(Extracted records Opens)

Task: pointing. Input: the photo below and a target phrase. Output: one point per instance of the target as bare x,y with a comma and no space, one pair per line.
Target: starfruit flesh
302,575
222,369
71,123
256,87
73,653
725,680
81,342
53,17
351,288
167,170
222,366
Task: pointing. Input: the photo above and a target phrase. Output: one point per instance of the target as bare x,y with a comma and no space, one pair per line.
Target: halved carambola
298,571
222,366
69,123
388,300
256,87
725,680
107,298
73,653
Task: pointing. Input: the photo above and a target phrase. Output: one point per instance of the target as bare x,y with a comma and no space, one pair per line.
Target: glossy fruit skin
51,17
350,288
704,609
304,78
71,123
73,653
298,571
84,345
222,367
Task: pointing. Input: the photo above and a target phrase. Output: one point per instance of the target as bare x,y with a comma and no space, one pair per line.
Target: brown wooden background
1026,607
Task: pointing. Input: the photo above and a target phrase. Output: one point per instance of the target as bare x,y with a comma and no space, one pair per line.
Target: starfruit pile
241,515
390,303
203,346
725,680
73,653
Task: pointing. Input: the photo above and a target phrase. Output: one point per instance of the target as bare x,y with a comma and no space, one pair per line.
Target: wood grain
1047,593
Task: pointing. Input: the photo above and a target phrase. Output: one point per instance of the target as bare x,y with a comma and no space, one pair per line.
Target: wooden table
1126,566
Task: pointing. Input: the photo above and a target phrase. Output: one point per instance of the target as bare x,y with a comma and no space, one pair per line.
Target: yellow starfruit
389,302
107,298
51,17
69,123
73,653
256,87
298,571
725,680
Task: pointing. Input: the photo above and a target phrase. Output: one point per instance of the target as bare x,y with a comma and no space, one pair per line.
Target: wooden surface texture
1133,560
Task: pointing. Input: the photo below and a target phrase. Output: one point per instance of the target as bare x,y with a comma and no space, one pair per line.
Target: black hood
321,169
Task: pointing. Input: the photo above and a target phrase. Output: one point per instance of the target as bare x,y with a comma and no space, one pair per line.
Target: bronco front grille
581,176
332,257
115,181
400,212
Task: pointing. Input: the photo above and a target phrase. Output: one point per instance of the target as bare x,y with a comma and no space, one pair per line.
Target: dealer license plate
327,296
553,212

(Extracted records Closes)

### Instructions for the task
The answer should be an exact copy of the lines from the one containing "Target: starfruit pile" through the last line of the entries, both included.

### Written answer
Target: starfruit pile
241,515
390,303
203,346
725,680
73,653
Task: pointing. Input: the photo above and a target phrase. Output: one point per instance of the target as bare x,y with a comma and no space, one pair per line.
Target: wood grain
1047,593
Task: pointing. Input: the photo above and a target phrase. Output: one point per instance of the target as bare x,y with a comma and no space, one pair per line.
Target: wooden table
1126,566
Task: pointing. Input: the photo above and a target phrase. Output: one point per instance of the target as bare x,y with a comma and no space, one pair per line.
Target: yellow starfruit
389,302
107,298
51,17
69,123
73,653
256,87
298,571
725,680
Task: pointing. Input: the photo above and a target phrase. Output: one point per instance of the target as bare x,y with a comma and no space, one pair per line.
Target: wooden surface texture
1133,560
Task: pointing. Input: the photo below and a target phrase. Output: one point per instance of the target as bare x,y with a comma and no space, one pair per line.
Target: black hood
321,169
Task: pointing. Input: the photo above and a target phrase. Output: one point per instance of the target as bare x,y with a comma and no space, one pair per line.
Target: bronco front grille
581,176
332,257
115,181
400,212
Task: pointing. Input: the photo above and a target phrase. Output: one point per instance of the target as bare x,y with a comma and no space, one pair per line.
Target: dealer license plate
327,296
553,212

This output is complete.